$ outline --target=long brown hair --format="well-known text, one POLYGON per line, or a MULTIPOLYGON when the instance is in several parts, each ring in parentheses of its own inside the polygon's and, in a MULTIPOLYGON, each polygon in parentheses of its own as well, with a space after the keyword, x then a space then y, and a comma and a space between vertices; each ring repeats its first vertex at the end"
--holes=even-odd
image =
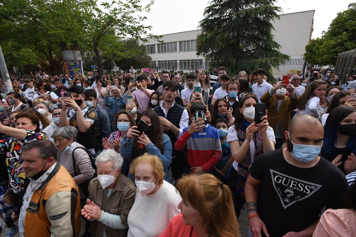
POLYGON ((241 236, 230 189, 215 176, 207 173, 184 176, 176 187, 182 199, 200 213, 205 233, 214 236, 241 236))
POLYGON ((326 82, 325 81, 314 81, 307 87, 305 91, 299 97, 298 102, 298 108, 301 110, 305 109, 305 104, 308 103, 308 101, 315 96, 314 95, 314 90, 318 88, 320 85, 326 85, 326 82))
MULTIPOLYGON (((163 142, 162 140, 163 139, 163 131, 161 126, 161 123, 159 122, 159 119, 158 118, 158 115, 153 109, 145 109, 140 114, 140 118, 142 118, 142 116, 146 116, 151 120, 151 126, 154 132, 150 136, 147 135, 147 136, 153 145, 161 151, 162 153, 163 152, 163 142)), ((137 142, 137 137, 135 138, 132 141, 131 152, 133 158, 135 158, 143 155, 144 151, 143 150, 145 150, 144 149, 137 148, 138 144, 137 142)))

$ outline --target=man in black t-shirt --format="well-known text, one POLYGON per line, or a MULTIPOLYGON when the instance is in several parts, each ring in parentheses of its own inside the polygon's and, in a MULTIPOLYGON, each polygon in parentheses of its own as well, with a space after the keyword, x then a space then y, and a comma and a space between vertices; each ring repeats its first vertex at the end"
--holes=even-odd
POLYGON ((245 195, 254 236, 311 236, 320 210, 342 208, 349 189, 342 172, 319 155, 318 119, 296 116, 284 134, 287 148, 259 156, 250 168, 245 195))

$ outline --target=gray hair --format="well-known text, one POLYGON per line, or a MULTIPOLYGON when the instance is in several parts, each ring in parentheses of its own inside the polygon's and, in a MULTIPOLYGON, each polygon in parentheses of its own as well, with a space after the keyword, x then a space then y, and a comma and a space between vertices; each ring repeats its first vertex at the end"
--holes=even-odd
POLYGON ((73 126, 66 126, 64 127, 59 127, 54 130, 54 131, 51 136, 52 138, 54 139, 58 135, 61 135, 66 139, 70 140, 72 137, 74 138, 74 141, 77 141, 77 129, 73 126))
POLYGON ((120 153, 118 153, 112 149, 109 149, 103 151, 96 157, 95 159, 95 164, 98 166, 98 164, 100 163, 105 163, 111 161, 114 165, 114 167, 117 171, 122 165, 124 158, 120 153))

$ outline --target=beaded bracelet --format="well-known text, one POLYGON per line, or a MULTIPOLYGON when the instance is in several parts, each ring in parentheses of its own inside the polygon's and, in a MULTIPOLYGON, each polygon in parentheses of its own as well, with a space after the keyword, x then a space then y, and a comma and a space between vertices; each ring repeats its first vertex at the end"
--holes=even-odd
POLYGON ((248 216, 248 219, 250 219, 251 217, 253 217, 254 216, 258 216, 260 217, 260 216, 258 215, 258 214, 254 214, 253 215, 251 215, 250 216, 248 216))

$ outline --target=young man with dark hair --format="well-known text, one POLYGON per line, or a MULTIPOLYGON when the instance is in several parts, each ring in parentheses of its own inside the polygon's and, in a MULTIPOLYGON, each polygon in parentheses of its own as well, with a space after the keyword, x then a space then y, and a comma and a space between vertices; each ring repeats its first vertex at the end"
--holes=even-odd
POLYGON ((213 96, 213 99, 211 99, 211 107, 214 106, 215 102, 218 99, 222 98, 228 95, 226 91, 227 84, 230 81, 230 77, 227 74, 224 74, 220 77, 220 82, 221 86, 217 89, 214 95, 213 96))
POLYGON ((72 86, 69 91, 72 97, 65 97, 62 102, 59 126, 70 125, 76 128, 77 142, 94 155, 99 151, 93 126, 96 118, 96 112, 84 102, 85 96, 83 87, 72 86))
POLYGON ((98 146, 100 150, 102 150, 103 139, 109 138, 111 134, 110 127, 110 119, 106 111, 98 103, 98 99, 96 92, 93 89, 86 90, 84 91, 84 103, 89 108, 95 109, 96 112, 96 118, 94 122, 94 134, 96 138, 98 146))
MULTIPOLYGON (((132 92, 132 98, 134 100, 137 101, 138 104, 138 113, 142 113, 148 106, 151 95, 155 92, 155 91, 147 88, 147 76, 145 75, 139 75, 137 77, 136 81, 138 84, 137 86, 138 90, 132 92)), ((131 91, 128 90, 127 95, 130 95, 131 91)))
MULTIPOLYGON (((189 116, 187 109, 175 101, 179 84, 173 81, 168 81, 163 84, 164 100, 160 105, 153 108, 158 114, 161 126, 168 135, 172 144, 174 144, 182 134, 183 129, 188 126, 189 116)), ((177 180, 182 173, 185 165, 183 152, 177 151, 172 146, 172 163, 171 168, 172 176, 177 180)))
POLYGON ((342 208, 349 189, 343 172, 319 155, 324 129, 317 119, 295 116, 283 133, 287 148, 264 153, 250 167, 248 236, 311 236, 320 210, 342 208))
POLYGON ((263 80, 266 74, 265 69, 262 68, 257 69, 252 73, 255 81, 256 82, 252 85, 252 92, 256 95, 260 103, 261 103, 260 98, 262 96, 273 87, 263 80))
POLYGON ((201 118, 196 119, 195 112, 206 113, 206 108, 198 102, 190 107, 192 122, 185 128, 174 144, 177 151, 183 149, 186 145, 188 165, 184 172, 187 173, 211 171, 218 163, 221 156, 221 146, 219 133, 216 129, 205 124, 201 118))

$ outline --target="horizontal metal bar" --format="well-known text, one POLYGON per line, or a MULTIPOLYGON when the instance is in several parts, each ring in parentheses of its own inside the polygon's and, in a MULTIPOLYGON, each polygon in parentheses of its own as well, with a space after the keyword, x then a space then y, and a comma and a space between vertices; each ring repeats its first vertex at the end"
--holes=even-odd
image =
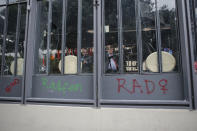
POLYGON ((22 79, 23 76, 4 75, 4 76, 1 76, 0 79, 1 79, 1 78, 10 78, 10 79, 11 79, 11 78, 19 78, 19 79, 22 79))
POLYGON ((57 99, 57 98, 27 98, 27 102, 48 102, 48 103, 89 103, 94 104, 94 100, 86 99, 57 99))
POLYGON ((107 105, 101 104, 103 108, 140 108, 140 109, 181 109, 181 110, 191 110, 189 106, 177 106, 177 105, 107 105))
MULTIPOLYGON (((50 74, 50 75, 46 75, 46 74, 34 74, 33 76, 46 76, 46 77, 55 77, 55 76, 62 76, 61 74, 57 75, 57 74, 50 74)), ((76 76, 76 77, 79 77, 79 76, 93 76, 93 74, 76 74, 76 75, 73 75, 73 74, 68 74, 68 75, 64 75, 62 77, 66 77, 66 76, 76 76)))
POLYGON ((0 97, 0 101, 21 101, 21 97, 0 97))
POLYGON ((189 101, 176 100, 100 100, 101 103, 111 104, 134 104, 134 105, 189 105, 189 101))

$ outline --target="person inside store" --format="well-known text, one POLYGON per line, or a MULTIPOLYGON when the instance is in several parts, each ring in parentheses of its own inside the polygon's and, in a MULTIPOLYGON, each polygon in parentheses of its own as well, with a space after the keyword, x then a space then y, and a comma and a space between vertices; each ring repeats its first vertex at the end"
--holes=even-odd
POLYGON ((106 73, 118 72, 118 56, 114 51, 113 45, 106 46, 105 69, 106 73))
POLYGON ((93 56, 88 53, 88 49, 82 48, 81 51, 81 63, 83 73, 93 72, 93 56))

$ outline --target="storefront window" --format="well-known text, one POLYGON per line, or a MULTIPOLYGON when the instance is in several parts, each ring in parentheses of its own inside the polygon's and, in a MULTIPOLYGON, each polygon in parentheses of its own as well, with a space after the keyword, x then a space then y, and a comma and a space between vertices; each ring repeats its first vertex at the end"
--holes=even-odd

▬▬▬

PERNYATAAN TUGAS:
Format item di atas, mulai dari baris yang memuat "outline --target=beaded bracelet" hingga baris yang memuat "POLYGON ((248 216, 248", menjadi CSV dua kolom bernama masukan dan keluaran, dengan satu baris untuk setiap item. Isi kolom masukan dengan teks item dan kolom keluaran dengan jawabannya, masing-masing dalam satu kolom berkutip dan dengan setiap pindah baris diganti spasi.

JAWABAN LATIHAN:
masukan,keluaran
"$ outline --target=beaded bracelet --format=""well-known text, one POLYGON per line, or a MULTIPOLYGON when the instance is in several parts, each ring in parentheses of its own inside the polygon's and, in a MULTIPOLYGON, each polygon in parentheses of its own as well, with a space after the keyword, x then a space then y, and a comma and a space between vertices; each ring repeats its first vertex at the end"" --holes=even-odd","POLYGON ((248 216, 248 219, 250 219, 251 217, 253 217, 254 216, 258 216, 260 217, 260 216, 258 215, 258 214, 254 214, 253 215, 251 215, 250 216, 248 216))"